*Breve esercizio 1:* Modifica il passo dell'estratto che inizia con "Per la trattazione" e termina con "168 del 2016.", riscrivendolo con "udienza" al posto di "adunanza".
*Breve esercizio 2:* Elenca tutti gli articoli del codice di procedura civile (c.p.c.) citati nell'estratto.

*Estratto del testo:*
Ricorre per la cassazione di detta sentenza Skema s.r.l. per due motivi.

Resiste con controricorso l’Agenzia delle entrate.

Per la trattazione è stata fissata l’adunanza in camera di consiglio dell’11 ottobre 2019, ai sensi dell’art. 375 c.p.c., u.c., e dell’art. 380-bis c.p.c., il primo come modificato ed il secondo introdotto dal D.L. 31 agosto 2016, n. 168, conv. in L. n. 168 del 2016.

Diritto

CONSIDERATO

CHE:

Con il primo motivo i ricorrenti deducono “violazione e falsa applicazione dell’art. 101 T.U.I.R. e della circolare dell’Agenzia delle entrate n. 26/E del 1 agosto 2013, e specificatamente in ordine al significato di elementi certi e precisi a supporto del riconoscimento fiscale delle perdite su crediti per insolvenza del debitore (art. 360 c.p.c., n. 3)”, in quanto la Commissione tributaria regionale ha ritenuto, al pari della Commissione tributaria provinciale, elemento non certo e preciso, a norma dell’art. 101 T.U.I.R., la documentazione prodotta, e proveniente dalla corrispondenza intercorsa fra il consulente legale della società e il suo corrispondente statunitense, in merito all’impossibilità e alla antieconomicità di riscuotere il credito nei confronti della società statunitense, in stato di forte insolvenza e priva di beni mobili e immobili sui quali avviare una procedura esecutiva. Sostiene la ricorrente che sul piano del criterio probabilistico, quale quello previsto dal D.P.R. 22 dicembre 1986, n. 917, art. 101, le informazioni portate dai documenti prodotti avrebbero soddisfatto il requisito previsto dalla legge per il riconoscimento fiscale della perdita.

Il motivo è per un duplice profilo inammissibile.

Innanzitutto, la valutazione della certezza e precisione degli elementi dai quali, a norma dell’art. 101 T.U.I.R., comma 5, è possibile ritenere la sussistenza della perdita su crediti e la sua deducibilità, è una questione di fatto e la relativa valutazione, se congruamente motivata, non è sindacabile in sede di legittimità. La censura, riferita formalmente alla violazione di legge, sostanzialmente punta ad una rivalutazione del materiale istruttorio sul quale si è fondata la decisione dei giudici di merito.

In secondo luogo, su questa questione si sono pronunciati conformemente sia la Commissione tributaria provinciale che la Commissione tributaria regionale, ritenendo l’una e l’altra che la corrispondenza fra i due legali non potesse ritenersi elemento certo e preciso della perdita del credito. L’accostamento che la Commissione tributaria regionale ha fatto con i requisiti voluti dall’Organismo italiano di contabilità in materia di deducibilità di eventuali perdite su crediti ceduti costituisce non già motivazione diversa da quella adottata dai primi giudici ma rafforzamento della stessa. Ne consegue, a norma dell’art. 348-ter, comma 5, c.p.c., l’inammissibilità del motivo di ricorso.

*Righe elencate:*
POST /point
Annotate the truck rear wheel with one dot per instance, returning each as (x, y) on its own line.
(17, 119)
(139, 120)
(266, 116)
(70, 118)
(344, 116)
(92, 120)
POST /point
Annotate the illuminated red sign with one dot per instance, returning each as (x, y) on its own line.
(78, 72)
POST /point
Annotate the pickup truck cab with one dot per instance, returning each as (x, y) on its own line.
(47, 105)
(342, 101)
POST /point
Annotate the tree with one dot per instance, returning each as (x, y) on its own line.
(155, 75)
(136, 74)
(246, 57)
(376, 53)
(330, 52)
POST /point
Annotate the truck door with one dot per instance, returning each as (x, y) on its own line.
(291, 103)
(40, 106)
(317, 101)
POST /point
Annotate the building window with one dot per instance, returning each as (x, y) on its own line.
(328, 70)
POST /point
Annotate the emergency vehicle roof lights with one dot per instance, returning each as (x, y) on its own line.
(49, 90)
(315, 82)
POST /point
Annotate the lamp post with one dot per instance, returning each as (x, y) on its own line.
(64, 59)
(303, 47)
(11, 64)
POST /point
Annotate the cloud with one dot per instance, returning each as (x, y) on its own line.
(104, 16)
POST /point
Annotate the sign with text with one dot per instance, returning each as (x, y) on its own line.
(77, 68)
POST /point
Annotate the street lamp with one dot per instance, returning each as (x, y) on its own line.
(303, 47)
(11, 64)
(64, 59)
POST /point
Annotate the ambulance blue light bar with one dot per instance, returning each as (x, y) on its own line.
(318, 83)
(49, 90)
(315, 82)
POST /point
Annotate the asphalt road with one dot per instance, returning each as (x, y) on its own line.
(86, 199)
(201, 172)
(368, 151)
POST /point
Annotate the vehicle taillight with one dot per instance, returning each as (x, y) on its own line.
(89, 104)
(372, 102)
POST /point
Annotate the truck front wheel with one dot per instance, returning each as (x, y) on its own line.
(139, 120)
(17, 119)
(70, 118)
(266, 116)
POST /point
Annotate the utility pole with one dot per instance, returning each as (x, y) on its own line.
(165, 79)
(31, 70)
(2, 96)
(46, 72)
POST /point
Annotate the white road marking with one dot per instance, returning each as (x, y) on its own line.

*Risposta scritta 1:*
Per la trattazione è stata fissata l’udienza in camera di consiglio dell’11 ottobre 2019, ai sensi dell’art. 375 c.p.c., u.c., e dell’art. 380-bis c.p.c., il primo come modificato ed il secondo introdotto dal D.L. 31 agosto 2016, n. 168, conv. in L. n. 168 del 2016.

*Risposta scritta 2:* Gli articoli del codice di procedura civile citati sono l'art. 375, l'art. 380-bis, l'art. 360 e l'art. 348-ter.